[START OF Extracted information]

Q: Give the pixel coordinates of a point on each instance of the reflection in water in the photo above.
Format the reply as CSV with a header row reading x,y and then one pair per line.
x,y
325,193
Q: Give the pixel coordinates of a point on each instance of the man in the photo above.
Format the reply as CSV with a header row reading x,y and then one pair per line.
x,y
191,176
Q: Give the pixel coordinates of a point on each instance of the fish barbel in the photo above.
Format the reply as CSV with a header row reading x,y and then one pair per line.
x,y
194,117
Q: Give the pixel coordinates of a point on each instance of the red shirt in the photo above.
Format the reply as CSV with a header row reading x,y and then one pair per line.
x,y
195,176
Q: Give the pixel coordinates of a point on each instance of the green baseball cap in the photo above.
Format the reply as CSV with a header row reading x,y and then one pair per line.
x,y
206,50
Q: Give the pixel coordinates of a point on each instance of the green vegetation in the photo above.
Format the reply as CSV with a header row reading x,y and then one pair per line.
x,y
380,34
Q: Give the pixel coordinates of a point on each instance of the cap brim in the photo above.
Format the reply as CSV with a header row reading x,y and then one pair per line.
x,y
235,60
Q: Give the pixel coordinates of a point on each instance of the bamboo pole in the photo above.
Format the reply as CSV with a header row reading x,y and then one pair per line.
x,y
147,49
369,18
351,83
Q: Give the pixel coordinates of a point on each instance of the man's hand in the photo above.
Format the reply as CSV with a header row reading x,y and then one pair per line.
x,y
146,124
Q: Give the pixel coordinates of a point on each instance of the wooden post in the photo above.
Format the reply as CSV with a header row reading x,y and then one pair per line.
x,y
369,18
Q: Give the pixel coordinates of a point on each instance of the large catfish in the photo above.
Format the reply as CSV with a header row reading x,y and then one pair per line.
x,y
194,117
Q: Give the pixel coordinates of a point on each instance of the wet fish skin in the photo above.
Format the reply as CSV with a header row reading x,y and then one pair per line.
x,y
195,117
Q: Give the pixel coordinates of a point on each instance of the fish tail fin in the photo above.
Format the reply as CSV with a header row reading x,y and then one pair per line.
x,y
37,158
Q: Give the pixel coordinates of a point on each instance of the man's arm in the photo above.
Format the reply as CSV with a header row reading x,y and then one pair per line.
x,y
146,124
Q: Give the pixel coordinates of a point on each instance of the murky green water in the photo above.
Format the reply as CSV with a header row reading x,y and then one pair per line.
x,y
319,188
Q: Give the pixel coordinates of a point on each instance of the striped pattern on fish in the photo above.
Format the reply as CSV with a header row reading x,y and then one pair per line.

[END OF Extracted information]

# What is asked
Copy all of the data exactly.

# Result of this exercise
Q: Give the pixel coordinates of a point on each instance of the reflection in water in the photo above.
Format the reply as CSV with a header row reading x,y and then one pair per line.
x,y
325,193
Q: Give the pixel coordinates of a point on each instance of the man in the photo above.
Format the reply as CSV with a header row reading x,y and then one pair per line.
x,y
191,176
Q: Give the pixel coordinates of a point on each instance of the fish barbel in the photo above.
Format the reply as CSV with a header row reading x,y and then one pair per line.
x,y
194,117
Q: Give the pixel coordinates of a point on each instance of the red shirt in the photo above.
Format the reply as CSV with a header row reading x,y and then one pair per line.
x,y
195,176
Q: Give the pixel coordinates of a point on each instance of the green baseball cap in the photo above.
Format the reply as CSV with a header row reading x,y and then one pair per line.
x,y
206,50
Q: Give the pixel coordinates of a point on each instance of the green vegetation in the photo above.
Format the reply as CSV with a header row reading x,y and then one pair per line.
x,y
380,34
Q: Give the pixel coordinates of a point on each instance of the cap brim in the photo above.
Format the reply as CSV with a header row reading x,y and then one pair per line.
x,y
235,60
Q: Give the pixel coordinates of a point on each instance of the bamboo pole in the photo above.
Format the reply as CSV with a header row reading x,y and then one pair per line.
x,y
147,49
369,18
351,83
Q: Give the pixel coordinates of a point on each instance of the man's hand in the photo above.
Format the reply as CSV with a header row reading x,y and then one pair per line.
x,y
146,124
Q: Give the pixel coordinates of a point on each instance of the wooden post in the photo above.
Format the reply as CSV with a header row reading x,y and then one pair per line.
x,y
369,18
Q: Give the pixel coordinates of a point on each instance of the large catfish in the photo above.
Format the reply as CSV with a header row reading x,y and then one pair per line.
x,y
194,117
Q: Give the pixel coordinates of a point on each instance of the wet fish skin in the photo above.
Format the reply as CSV with a header row reading x,y and then one pair per line.
x,y
195,117
Q: Give the pixel coordinates of a point on each instance of the fish tail fin in the photo above.
Format the reply as CSV with a header row reading x,y and then one pair per line.
x,y
37,158
Q: Give the pixel coordinates of a point on each instance of the man's arm in the photo above.
Format the reply as CSV with a header row reading x,y and then one pair per line.
x,y
146,124
Q: Give the pixel coordinates of a point on each instance of the murky green water in the photo above.
Format the reply as CSV with a header row reading x,y and then one pair per line.
x,y
319,188
Q: Give the pixel coordinates of a point on each instance of the striped pattern on fish in the photo above.
Format the reply as CSV with a header row reading x,y and then one pair per line.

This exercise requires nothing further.